### TEXTO APRESENTADO
═══

Assim como a tendência de grande parte dos historiadores é afastar-se da Literatura, não é incomum encontrar historiadores da Literatura distanciarem-se da arte para curvar-se sobre a obra apenas para classificar, sem subordinar, nem excluir, por gerações, por gêneros, por temas de inspiração, por momentos históricos. Eles restringem o seu trabalho ao exercício de catalogação dos nomes, das obras, dos períodos, dos movimentos literários a que pertencem, atribuindo à obra o valor correspondente ao seu lugar na história. E se a obra ganha um lugar na história, obscurece-se em sua natureza e finalidade, ou seja, ser obra literária, portadora de uma essência que a caracteriza como Arte, com sua realidade estética.7
Em virtude disso, a Estética enquanto ciência do valor8 reivindica seu espaço para solidarizar com a História da Literatura, restituindo à obra de arte, não apenas o seu lugar na História, mas, sobretudo, atribuindo-lhe um valor que a eterniza e a transcenda no tempo e espaço históricos.9 À Estética cabe a função de assumir e justificar os valores verticais da obra que não prescinde, é claro, dos valores horizontais da produtividade histórica, aos quais, todavia, não se lhe deve submeter.
Estabelecido o conflito e sem desmerecer o valor de cada categoria ainda por legitimar-se enquanto natureza e função, rendamo-nos às evidências e às impotências: a História da Literatura sem a História Literária, não dá conta de explicar os fenômenos estéticos da obra de arte. A Literatura sem História não teria epígonos.

═══

### EXTRATO DE DADOS
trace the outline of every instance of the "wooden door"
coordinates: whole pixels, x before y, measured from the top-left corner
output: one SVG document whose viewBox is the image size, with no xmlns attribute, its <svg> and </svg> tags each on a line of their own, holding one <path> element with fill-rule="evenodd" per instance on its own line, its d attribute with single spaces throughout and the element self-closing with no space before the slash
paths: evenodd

═══

### TAREFA PROPOSTA A
Resuma em duas frases o texto sobre a História da Literatura e a Estética.
### TAREFA PROPOSTA B
Retome o texto sobre a História da Literatura e a Estética a partir do ponto em que ele termina.
As linhas de dados não são necessárias aqui.

### RESPOSTA DO EXERCÍCIO A
Muitos historiadores da Literatura limitam seu trabalho a catalogar nomes, obras, períodos e movimentos literários, e isso atribui à obra um valor correspondente ao seu lugar na história e obscurece sua natureza de Arte. A Estética, como ciência do valor, reivindica espaço junto à História da Literatura para dar à obra um valor que a transcenda no tempo e no espaço históricos, e o texto conclui que a História da Literatura sem a História Literária não dá conta de explicar os fenômenos estéticos da obra de arte.

### RESPOSTA DO EXERCÍCIO B
Cabe, portanto, à História Literária entrelaçar a Literatura e a História, solidarizando a relação entre ambas, ressignificando a obra enquanto objeto de uma experiência, de um sentimento e de juízo de valor inesgotáveis e, portanto, de fruição estética; obra vinculada (e não restrita) a um tempo determinante da produtividade histórica e, por isso mesmo, passível de justificar a escolha do material que o artista usou para dar forma e representar a consciência que ele tinha da realidade. Neste contexto, é possível conceber a obra de arte não apenas como fruição, ela se oferece ao espírito como objeto de interrogação, de pesquisa e de perplexidade, de intuição. A obra surge como um enigma a ser inesgotavelmente desvelado, um acontecimento de expressão literária, justificado pelo grau de função poética presente no texto, em virtude do domínio lingüístico do escritor.
O duplo plano no qual é preciso estudar a obra de arte enquanto acontecimento estético e histórico implica duplo critério para os juízos de valor: o artístico e o histórico, cada qual com seus critérios e níveis discursivos específicos. Ambos, de acordo com as suas especificidades, devem dar conta tanto das relações humanas no seu campo de ações e reações, quanto do potencial criador dos indivíduos, quando superam suas limitações na tentativa de criar o mundo em que vivem. Esta consideração coloca um dos principais problemas de toda a história, tanto literária quanto da literatura: o problema das ideologias e sua relação objetiva com a literatura do ponto de vista estético e histórico.
Considerando esse aspecto, o estudioso literário, consciente dos perigos que o subjetivismo pode impor ao procedimento científico e para que não se perca em abstrações vazias de comprovações, deverá esforçar-se por encontrar coerência entre a teoria e prática, buscar a realidade concreta, ainda que saiba não poder alcançá-la a não ser de uma maneira parcial e limitada, e para isso integrar no estudo da obra literária o estudo dos fatos de consciência, à sua localização histórica e à consciência criadora do artista, relacionando assim o que até então foi teorizado: a história filtrada pela estética.
Assim, do ponto de vista estético, o artista, impregnado de todos os valores da história, alimentado de suas diferenças e de sua coerência permite-se compor, enquanto consciência artística de uma realidade objetiva filtrada por um jeito novo de “olhar” a vida de fora, imagens que transcendem a significação humana, imagens da arte, do homem para o homem.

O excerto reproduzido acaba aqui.